◆ **YOUR INSTRUCTIONS**
Every record below should be repeated exactly. Omit the pictures.

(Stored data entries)
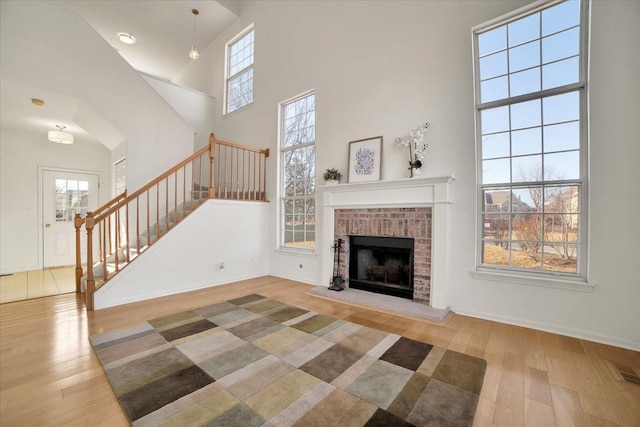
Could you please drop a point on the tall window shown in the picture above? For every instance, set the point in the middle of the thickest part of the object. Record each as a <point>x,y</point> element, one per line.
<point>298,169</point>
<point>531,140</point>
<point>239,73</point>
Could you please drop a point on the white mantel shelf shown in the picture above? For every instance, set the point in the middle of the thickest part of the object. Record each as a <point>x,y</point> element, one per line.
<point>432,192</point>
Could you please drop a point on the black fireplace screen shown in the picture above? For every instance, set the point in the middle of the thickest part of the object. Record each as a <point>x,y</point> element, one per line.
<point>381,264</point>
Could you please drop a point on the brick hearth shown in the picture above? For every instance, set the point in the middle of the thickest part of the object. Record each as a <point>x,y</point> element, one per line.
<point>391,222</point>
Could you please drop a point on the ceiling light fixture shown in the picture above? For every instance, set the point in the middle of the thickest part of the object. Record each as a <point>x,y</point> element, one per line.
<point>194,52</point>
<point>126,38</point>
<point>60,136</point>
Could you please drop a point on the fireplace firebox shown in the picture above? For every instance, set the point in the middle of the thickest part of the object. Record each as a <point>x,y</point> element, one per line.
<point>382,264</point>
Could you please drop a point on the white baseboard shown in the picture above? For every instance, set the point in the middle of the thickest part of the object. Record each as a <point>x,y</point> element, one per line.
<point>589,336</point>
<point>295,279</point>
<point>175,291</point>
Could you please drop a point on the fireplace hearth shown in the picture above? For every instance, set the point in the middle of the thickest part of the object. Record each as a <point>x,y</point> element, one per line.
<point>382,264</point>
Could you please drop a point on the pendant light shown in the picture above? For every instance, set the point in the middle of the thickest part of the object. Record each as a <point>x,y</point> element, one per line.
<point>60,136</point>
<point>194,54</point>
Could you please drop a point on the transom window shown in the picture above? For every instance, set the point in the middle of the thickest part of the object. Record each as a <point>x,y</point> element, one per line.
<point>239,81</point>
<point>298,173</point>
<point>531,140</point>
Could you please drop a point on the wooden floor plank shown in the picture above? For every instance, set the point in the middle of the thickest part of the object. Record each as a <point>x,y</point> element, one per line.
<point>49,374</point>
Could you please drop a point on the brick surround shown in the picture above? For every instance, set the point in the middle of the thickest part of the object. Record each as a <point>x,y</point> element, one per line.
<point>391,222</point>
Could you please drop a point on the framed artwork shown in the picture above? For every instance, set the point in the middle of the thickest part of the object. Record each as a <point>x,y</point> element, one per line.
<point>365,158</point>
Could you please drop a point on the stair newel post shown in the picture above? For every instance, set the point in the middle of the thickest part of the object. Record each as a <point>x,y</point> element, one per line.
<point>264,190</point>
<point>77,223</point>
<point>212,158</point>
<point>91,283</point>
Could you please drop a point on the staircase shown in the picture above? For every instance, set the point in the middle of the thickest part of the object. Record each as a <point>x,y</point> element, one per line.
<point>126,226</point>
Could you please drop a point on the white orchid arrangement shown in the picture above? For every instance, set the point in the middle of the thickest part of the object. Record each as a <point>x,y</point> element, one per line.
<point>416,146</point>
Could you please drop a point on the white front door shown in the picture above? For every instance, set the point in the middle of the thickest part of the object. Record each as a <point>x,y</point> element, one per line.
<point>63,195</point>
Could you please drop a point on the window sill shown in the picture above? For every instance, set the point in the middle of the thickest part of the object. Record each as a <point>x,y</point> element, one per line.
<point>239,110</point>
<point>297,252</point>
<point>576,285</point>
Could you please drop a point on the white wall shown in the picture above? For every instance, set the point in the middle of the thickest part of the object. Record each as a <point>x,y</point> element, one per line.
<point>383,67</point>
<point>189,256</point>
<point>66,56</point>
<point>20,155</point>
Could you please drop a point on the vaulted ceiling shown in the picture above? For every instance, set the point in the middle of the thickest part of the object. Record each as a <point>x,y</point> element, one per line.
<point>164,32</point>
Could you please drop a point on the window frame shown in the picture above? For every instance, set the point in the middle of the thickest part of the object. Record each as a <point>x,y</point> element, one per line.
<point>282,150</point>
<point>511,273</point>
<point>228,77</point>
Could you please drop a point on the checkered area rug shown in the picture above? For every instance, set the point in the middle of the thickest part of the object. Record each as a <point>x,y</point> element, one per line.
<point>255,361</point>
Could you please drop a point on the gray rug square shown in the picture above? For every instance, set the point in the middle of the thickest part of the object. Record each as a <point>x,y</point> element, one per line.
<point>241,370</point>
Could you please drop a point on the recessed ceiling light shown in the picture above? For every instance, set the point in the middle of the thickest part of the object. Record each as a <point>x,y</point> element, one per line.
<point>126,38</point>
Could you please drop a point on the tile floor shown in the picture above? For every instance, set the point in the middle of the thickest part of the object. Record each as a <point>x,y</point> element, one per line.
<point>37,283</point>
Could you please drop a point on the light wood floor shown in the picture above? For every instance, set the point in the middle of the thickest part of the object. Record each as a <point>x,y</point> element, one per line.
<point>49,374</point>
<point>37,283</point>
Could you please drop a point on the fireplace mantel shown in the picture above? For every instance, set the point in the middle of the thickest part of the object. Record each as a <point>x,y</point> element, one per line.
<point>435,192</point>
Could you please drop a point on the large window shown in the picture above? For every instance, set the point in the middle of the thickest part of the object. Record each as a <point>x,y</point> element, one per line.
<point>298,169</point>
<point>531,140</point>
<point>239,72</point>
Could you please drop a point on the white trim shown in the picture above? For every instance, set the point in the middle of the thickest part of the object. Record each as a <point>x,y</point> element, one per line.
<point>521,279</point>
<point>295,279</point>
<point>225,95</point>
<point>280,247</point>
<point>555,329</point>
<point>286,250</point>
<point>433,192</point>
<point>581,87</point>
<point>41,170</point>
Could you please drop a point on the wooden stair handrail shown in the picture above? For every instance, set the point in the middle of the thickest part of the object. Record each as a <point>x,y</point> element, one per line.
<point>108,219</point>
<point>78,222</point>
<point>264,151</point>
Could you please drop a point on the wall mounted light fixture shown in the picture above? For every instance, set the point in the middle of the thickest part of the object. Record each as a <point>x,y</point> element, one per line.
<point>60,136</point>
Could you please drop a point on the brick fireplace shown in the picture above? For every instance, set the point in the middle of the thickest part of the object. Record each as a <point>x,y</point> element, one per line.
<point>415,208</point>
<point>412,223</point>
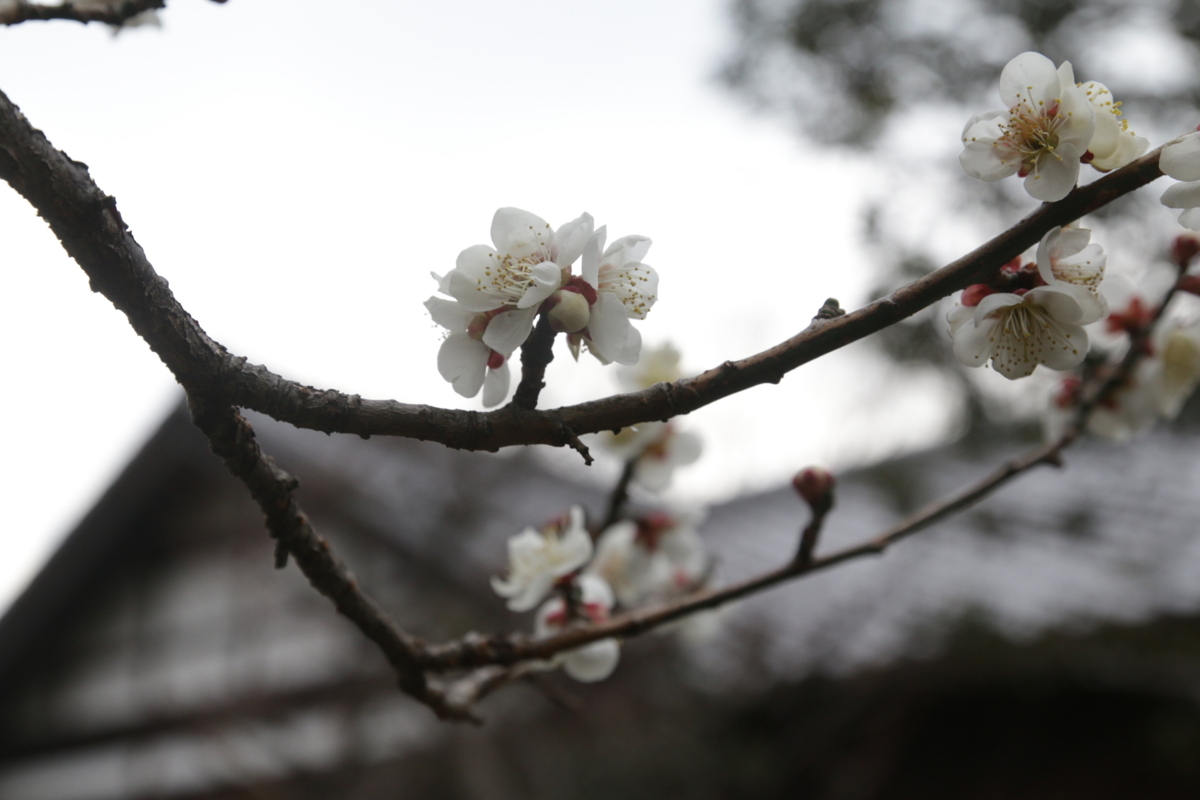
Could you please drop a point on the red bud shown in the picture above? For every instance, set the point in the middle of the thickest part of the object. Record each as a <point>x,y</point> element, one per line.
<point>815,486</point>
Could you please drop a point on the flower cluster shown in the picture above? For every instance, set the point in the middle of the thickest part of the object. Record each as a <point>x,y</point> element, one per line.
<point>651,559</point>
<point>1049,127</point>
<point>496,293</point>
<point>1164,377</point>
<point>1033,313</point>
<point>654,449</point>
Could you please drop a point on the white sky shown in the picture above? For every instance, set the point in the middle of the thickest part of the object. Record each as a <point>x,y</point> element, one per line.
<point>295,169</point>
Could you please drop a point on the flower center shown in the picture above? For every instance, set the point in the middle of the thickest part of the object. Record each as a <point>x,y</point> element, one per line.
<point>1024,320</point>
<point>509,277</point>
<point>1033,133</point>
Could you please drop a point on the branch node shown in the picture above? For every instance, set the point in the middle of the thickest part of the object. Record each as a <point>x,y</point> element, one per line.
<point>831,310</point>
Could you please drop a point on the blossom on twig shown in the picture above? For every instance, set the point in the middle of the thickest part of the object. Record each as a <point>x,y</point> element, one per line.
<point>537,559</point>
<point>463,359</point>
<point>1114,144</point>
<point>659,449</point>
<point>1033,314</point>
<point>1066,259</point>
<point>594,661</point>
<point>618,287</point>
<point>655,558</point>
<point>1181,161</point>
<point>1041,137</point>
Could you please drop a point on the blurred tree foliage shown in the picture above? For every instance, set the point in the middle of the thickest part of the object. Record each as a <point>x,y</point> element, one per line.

◆ **WRITTEN REPLY**
Could you please drop a point on the tall window shown in the picture above? For every instance, set the point in the middle of the thickest part of the object. Record each as a <point>x,y</point> element, one per line.
<point>298,169</point>
<point>531,140</point>
<point>239,73</point>
Could you please drop a point on the white mantel shelf shown in the picture above? For every instance, set the point in the middle of the thickest part of the object. Record each as a <point>x,y</point> element, one per line.
<point>432,192</point>
Could you please drop a point on the black fireplace screen shown in the picture above? For every instance, set the point in the middle of the thickest part of the object. Record each as a <point>x,y</point> element, one per line.
<point>381,264</point>
Could you please drop a point on the brick hearth shown in the picture above? For every instance, set the point in the middle of the thickest part of the object. Record each as a <point>x,y</point> element, one per line.
<point>391,222</point>
Could you please drop a point on the ceiling light fixture shown in the picture above? For every instance, set the point in the middle of the thickest part of the object. Record each as a <point>x,y</point> element, one per line.
<point>194,52</point>
<point>126,38</point>
<point>60,136</point>
Could you please drop a point on the fireplace firebox shown in the picture above? For every instance, set the point in the middle of the thickest part of the object. Record each as a <point>x,y</point> element, one per line.
<point>382,264</point>
Could you please drop a point on the white baseboard shown in the picture above? For every instance, set the point in the middle of the thickest part of the object. Record each as a <point>x,y</point> element, one per line.
<point>589,336</point>
<point>295,279</point>
<point>175,291</point>
Could you please drop a point on the fireplace hearth shown in the picture above? For every instance, set the point in the middle of the thickest part of the object. Record each as a <point>x,y</point> element, one per line.
<point>382,264</point>
Could you please drop a point on the pendant light shown in the picture above? For every instance, set the point in the middle of the thickest part of the object. Record each as a <point>x,y</point> element, one per line.
<point>60,136</point>
<point>194,54</point>
Could you please drop a point on the transom window shown in the picture above? For every instance, set the point in the middle of the thickest part of the object. Record each as a <point>x,y</point> element, one per line.
<point>239,81</point>
<point>298,173</point>
<point>531,140</point>
Could you please drop a point on the wooden floor plank shown in the picture above? For every instance, set the point in the middle of the thickest part of the object. Record each as a <point>x,y</point> element, one per line.
<point>49,374</point>
Could you please drop a point on the brick surround shown in the picture above? For every instance, set the point in the middle of the thickest part of the object. Record each as a <point>x,y</point> element, one per line.
<point>391,222</point>
Could you please drop a point on the framed artwork shown in the picture above? For every instance, set the point in the middle of the thickest part of the object. Record each as a <point>x,y</point> element, one per line.
<point>365,158</point>
Could you please drop a point on the stair newel post shown in the picture above? For every instance, set the point in the middle of the thickest part of the object. Record each as a <point>x,y</point> element, one per line.
<point>264,190</point>
<point>77,223</point>
<point>212,158</point>
<point>91,283</point>
Could you please drop a point on the staircase shown in the picture above? For every instance, set the point in the middle of the thickest part of the object. Record each as a <point>x,y</point> element, one per line.
<point>126,226</point>
Could you please drop a point on the white orchid arrangement shown in the picture above? For every instance, set the point in the middle of the thickest part of the object. Record each as a <point>x,y</point> element, one per line.
<point>416,146</point>
Could you please drop a point on the white front door shown in the picture above? For every instance, set the point in the middle of the thickest part of the object. Record each as a <point>x,y</point> element, one per line.
<point>63,195</point>
Could you please drop a point on the window sill shown in the picture above? For every instance, set the point in the middle of the thickest part of the object. Record each as a <point>x,y</point> element, one per line.
<point>239,110</point>
<point>297,252</point>
<point>576,285</point>
Could you please drop a point on the white wall shown in the picture above? For every instance, set the point in the middle of the thickest part of the object. Record each as a <point>x,y</point> element, one per line.
<point>383,67</point>
<point>189,256</point>
<point>66,56</point>
<point>20,155</point>
Could you please drop a point on the vaulted ceiling shown in the picture above? For every instance, set the point in the middle of the thickest part of the object. Record each as a <point>x,y</point> element, one per line.
<point>164,32</point>
Could you please drop a point on the window frame shown in the picture above? For every instance, set the point in the middle of the thickest part of the object. Record each as a <point>x,y</point> element, one per line.
<point>282,150</point>
<point>511,273</point>
<point>228,77</point>
Could you please drop a point on the checkered area rug shown in the picture above? For every instance, set the point in the middle of the thickest part of the object. Record each as a <point>x,y</point> element, one per line.
<point>255,361</point>
Could you please drop a point on the gray rug square shown in the picture above? For every instance, set the point in the middle of the thickest part of the object. Record each as a <point>x,y</point> element, one per line.
<point>241,370</point>
Could you please drop a point on the recessed ceiling light shown in the picture above? For every instance, set the point in the middle of the thickest part of the object. Record each as a <point>x,y</point> element, one per line.
<point>126,38</point>
Could you please drop a point on the tile floor shown in the picture above? For every instance, set the point in the middle of the thickest part of the object. Record each as a <point>x,y</point> element, one per line.
<point>37,283</point>
Could you please drop a point on the light wood floor shown in the picture above? For every instance, set the point in the middle of the thickest part of the object. Record each as a <point>x,y</point> element, one per line.
<point>49,374</point>
<point>37,283</point>
Could you please drop a point on the fireplace mantel shown in the picture above? For every instance, set the point in the middle of the thickest part of the object. Record each as a <point>x,y</point> element, one per line.
<point>435,192</point>
Could you please drop a point on the large window shown in the picture above? For every instance, set the point in the middle of the thickest part of the object. Record each as a <point>x,y</point> element, one per line.
<point>298,169</point>
<point>531,140</point>
<point>239,72</point>
Could you please drop a point on the white trim shown in the picture above? For every instance, set the point in the middle of the thickest part of the object. Record each as a <point>x,y</point> element, one per line.
<point>521,279</point>
<point>295,279</point>
<point>225,95</point>
<point>280,247</point>
<point>555,329</point>
<point>286,250</point>
<point>433,192</point>
<point>581,87</point>
<point>41,170</point>
Could you please drop a point on the wooden stair handrail shown in the picture above? For every instance, set the point in the middle of the thickest part of the object. Record each as a <point>x,y</point> element, one per line.
<point>108,219</point>
<point>78,222</point>
<point>264,151</point>
Could you please drop a point on the wall mounted light fixture shown in the picture above? For every instance, set the point in the middle of the thickest part of the object. Record each as a <point>x,y</point> element, one per line.
<point>60,136</point>
Could you please drop a point on the brick fireplace shown in the picture above? For every instance, set the point in the middle of the thickest part of the object. Record each as a <point>x,y</point> element, one per line.
<point>415,208</point>
<point>412,223</point>
Could you please drop a point on the red bud shown in the picture above? For every instance, set the point in the middle of the thickest part of the object. Record each as a <point>x,y</point> element, one per line.
<point>815,486</point>
Could you please drop a point on the flower cluster shown in the picture above? For every instance, set the point in the middle of the thickest part of the object. Record each as a <point>x,y</point> element, one per line.
<point>651,559</point>
<point>1049,127</point>
<point>496,293</point>
<point>1164,377</point>
<point>1033,313</point>
<point>654,449</point>
Could you please drop a point on the white sky shown in the picture above? For every instance, set the point in the middle of the thickest part of the object. Record each as a <point>x,y</point> element, one per line.
<point>295,169</point>
Could you please drop a point on the flower center shown in the picture above? For every instance, set the point in the middle of the thickest part of the object. Record each as a <point>x,y</point> element, one per line.
<point>1024,320</point>
<point>509,277</point>
<point>1033,133</point>
Could you please drop a point on the branch node shown in the picture above? For every instance, set the point in the middle of the thickest part of the object. Record each as a <point>x,y</point> element, one per line.
<point>831,310</point>
Could you please drop a point on the blossom on twig shown in the picture above? For every instance, set the point in the middle of the thickest part of the object. Record each as a <point>x,y</point> element, one per line.
<point>537,559</point>
<point>463,359</point>
<point>1114,144</point>
<point>659,449</point>
<point>1033,314</point>
<point>1066,259</point>
<point>594,661</point>
<point>618,287</point>
<point>655,558</point>
<point>1181,161</point>
<point>1041,137</point>
Could you please drop a point on the blurred tree foliage shown in the picture above? For every instance, set the point in the middle of the thickest part of the object. Record each as a <point>x,y</point> element, one per line.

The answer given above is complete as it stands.